» **Supplied passage**:
Hygrophorus Bakerensis
Taxonomy and naming
The species was first described scientifically by American mycologists Alexander H. Smith and Lexemuel Ray Hesler in a 1942 publication. The specific epithet bakerensis refers to Mount Baker, a volcano in the North Cascades of Washington State in the United States, where the mushroom was first collected. It is commonly known by various names, including the "Mt. Baker waxy cap", the "brown almond waxy cap", and the "tawny almond waxy cap".
Description
![](http://upload.wikimedia.org/wikipedia/commons/thumb/4/49/Hygrophorus_bakerensis_crop_66132.jpg/200px-Hygrophorus_bakerensis_crop_66132.jpg)
Young fruit bodies of H. bakerensis have rounded caps with cottony margins that are rolled inward; as the mushrooms mature the caps flatten out and the margins may lift upward. The diameter of the cap reaches between 4 and 15 cm (1+1⁄2 and 6 in). The center of the cap is colored yellow-brown, tawny or amber, reducing to nearly white at the margin. The cap surface is slimy when wet, and sticky as it gets older and dries out. Beneath the slime layer are hairs that are plastered tightly to the surface, which clump together a few at a time to form many little streaks. The firm white flesh of the cap is thick—1 cm (1⁄2 inch) near the stem attachment—and tapers evenly to the margin. It does not change color when cut or bruised. It has a mild taste and a characteristic fragrant odor that resembles almonds, or "crushed peach pits". The waxy gills are decurrent or bluntly attached to the stem. The gill spacing is close to subdistant—between 56–88 individual gills reach the stem, with 2–3 tiers of short lamellulae (shorter gills that do not extend fully from the cap margin to the stem). The gills have even edges, and are narrow but become broad in large caps (8–12 mm), ranging in color from creamy white to pinkish-buff. They do not discolor when they are bruised. Young specimens often have drops of a clear liquid beaded on the gills. The gills of dried specimens darken considerably. The stem is 7 to 14 cm (2+3⁄4 to 5+1⁄2 in) long, 0.8 to 2.5 cm (1⁄4 to 1 in) thick at the apex, solid (i.e., not hollow), and either equal in width throughout or narrowed downward. Its color is white to pale pinkish-buff, with a dry surface. The top portion of young specimens have a cottony, fine whitish powder near the top, but this sloughs off as it matures. Like the gills, the top of the stem is often beaded with drops of translucent liquid in moist weather.

» **Directions**:
According to the Hygrophorus bakerensis passage, why does the species carry the specific epithet bakerensis?

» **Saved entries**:

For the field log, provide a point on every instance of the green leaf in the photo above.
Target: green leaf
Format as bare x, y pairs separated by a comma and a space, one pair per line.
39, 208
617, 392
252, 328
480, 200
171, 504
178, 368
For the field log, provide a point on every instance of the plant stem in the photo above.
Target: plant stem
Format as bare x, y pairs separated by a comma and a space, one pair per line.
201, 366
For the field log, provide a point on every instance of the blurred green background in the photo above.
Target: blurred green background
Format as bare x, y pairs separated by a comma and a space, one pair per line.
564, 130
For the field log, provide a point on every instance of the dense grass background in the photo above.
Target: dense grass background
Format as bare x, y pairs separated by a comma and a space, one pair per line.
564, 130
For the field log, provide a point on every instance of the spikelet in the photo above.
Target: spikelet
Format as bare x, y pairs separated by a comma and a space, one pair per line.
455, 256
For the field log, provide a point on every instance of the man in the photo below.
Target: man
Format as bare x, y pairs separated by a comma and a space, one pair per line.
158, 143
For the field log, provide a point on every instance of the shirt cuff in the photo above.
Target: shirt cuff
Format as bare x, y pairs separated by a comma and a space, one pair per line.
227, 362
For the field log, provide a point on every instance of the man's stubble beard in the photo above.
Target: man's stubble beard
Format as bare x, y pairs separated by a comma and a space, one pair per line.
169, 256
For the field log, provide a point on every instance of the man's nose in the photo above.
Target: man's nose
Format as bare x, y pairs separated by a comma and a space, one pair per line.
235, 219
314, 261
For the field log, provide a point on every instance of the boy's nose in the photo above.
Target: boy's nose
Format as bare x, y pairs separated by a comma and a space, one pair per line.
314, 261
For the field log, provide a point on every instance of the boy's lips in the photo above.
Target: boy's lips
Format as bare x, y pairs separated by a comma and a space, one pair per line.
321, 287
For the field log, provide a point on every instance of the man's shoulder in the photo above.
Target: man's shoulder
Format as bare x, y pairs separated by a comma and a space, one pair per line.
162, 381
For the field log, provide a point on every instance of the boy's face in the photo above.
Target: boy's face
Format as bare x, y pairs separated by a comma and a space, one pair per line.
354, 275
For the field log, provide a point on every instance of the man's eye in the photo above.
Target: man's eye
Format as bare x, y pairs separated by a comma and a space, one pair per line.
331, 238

» **Answer space**:
The epithet refers to Mount Baker, a volcano in the North Cascades of Washington State in the United States. The species is named for it because the mushroom was first collected there.